__YOUR INSTRUCTIONS__: Keep the wording of each record exactly the same when you repeat it, and leave out pictures.

********************

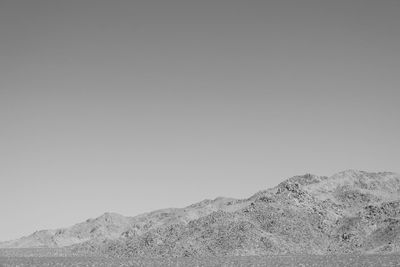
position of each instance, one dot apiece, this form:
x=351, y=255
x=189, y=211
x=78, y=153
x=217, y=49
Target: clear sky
x=131, y=106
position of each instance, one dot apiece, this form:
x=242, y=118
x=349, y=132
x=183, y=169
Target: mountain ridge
x=350, y=211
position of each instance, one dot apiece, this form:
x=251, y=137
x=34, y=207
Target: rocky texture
x=352, y=211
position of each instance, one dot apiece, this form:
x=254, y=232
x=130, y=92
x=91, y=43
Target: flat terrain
x=301, y=260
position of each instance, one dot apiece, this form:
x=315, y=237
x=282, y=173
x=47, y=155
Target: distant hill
x=351, y=211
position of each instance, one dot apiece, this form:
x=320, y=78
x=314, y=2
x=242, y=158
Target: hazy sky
x=131, y=106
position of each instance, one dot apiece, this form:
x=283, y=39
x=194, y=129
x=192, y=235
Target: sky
x=132, y=106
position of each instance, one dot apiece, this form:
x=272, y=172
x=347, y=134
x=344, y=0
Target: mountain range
x=348, y=212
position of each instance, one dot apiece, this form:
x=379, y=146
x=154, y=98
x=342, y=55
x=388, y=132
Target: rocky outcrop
x=349, y=212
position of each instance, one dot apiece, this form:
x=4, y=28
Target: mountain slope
x=352, y=211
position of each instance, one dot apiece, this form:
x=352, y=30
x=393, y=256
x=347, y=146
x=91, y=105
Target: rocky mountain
x=352, y=211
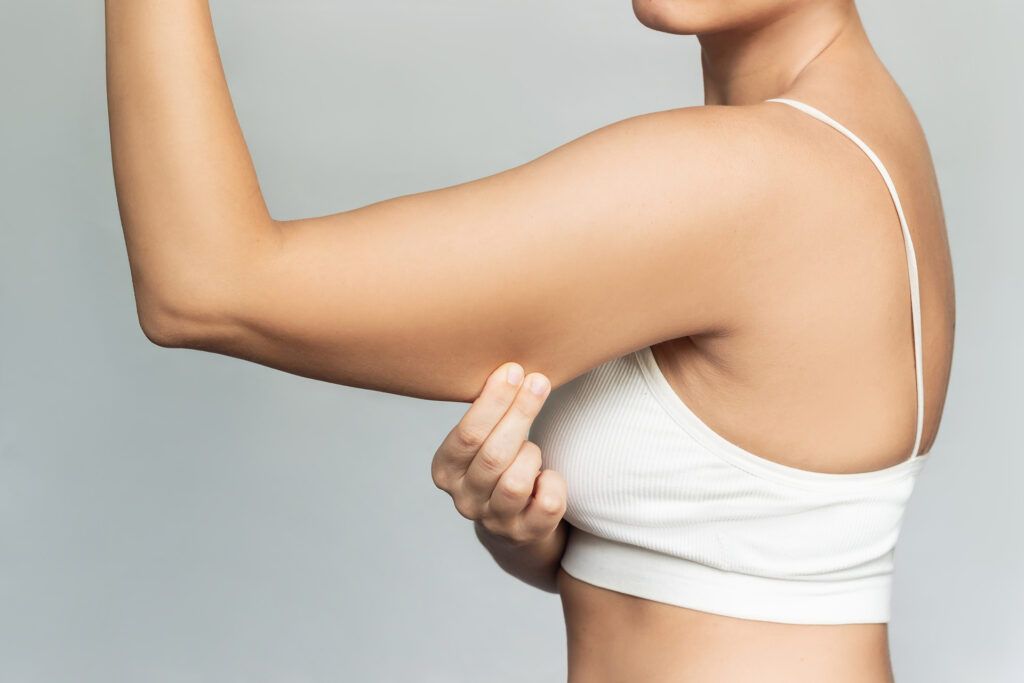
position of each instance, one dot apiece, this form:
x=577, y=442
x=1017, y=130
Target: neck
x=745, y=66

********************

__WRITTEN REPLY__:
position of each instance, one dot apiece, this form:
x=351, y=255
x=189, y=211
x=78, y=153
x=217, y=49
Target: clear sky
x=131, y=106
position of each instance, one dot apiece, this form:
x=242, y=118
x=349, y=132
x=183, y=169
Target: mountain ridge
x=350, y=211
position of each instance, one dot apiece, this form:
x=251, y=137
x=34, y=207
Target: rocky texture
x=352, y=211
position of each instance, one dot apiece, this form:
x=254, y=232
x=130, y=92
x=91, y=43
Target: flat terrain
x=301, y=260
position of each instance, one dot apiece, this form:
x=315, y=237
x=282, y=173
x=47, y=155
Target: distant hill
x=351, y=211
position of each instance, one dot apiece, this form:
x=320, y=78
x=314, y=2
x=242, y=158
Target: hazy sky
x=131, y=106
position of each instance, one dot apiece, this form:
x=283, y=39
x=194, y=129
x=192, y=235
Target: sky
x=132, y=106
position of each instance, one dot apiece, this form:
x=272, y=172
x=347, y=134
x=344, y=0
Target: mountain range
x=348, y=212
position of each instance, one dot apiece, this form:
x=379, y=146
x=154, y=98
x=342, y=55
x=388, y=132
Target: rocky outcrop
x=349, y=212
position of each instance, one dot apiece, this form:
x=4, y=28
Target: mountain slope
x=352, y=211
position of each instance, one dot apiece, this form:
x=352, y=30
x=393, y=256
x=347, y=146
x=91, y=105
Target: rocky mountain
x=352, y=211
position of each instance, one dot apiece, this form:
x=577, y=442
x=1017, y=130
Target: neck
x=745, y=66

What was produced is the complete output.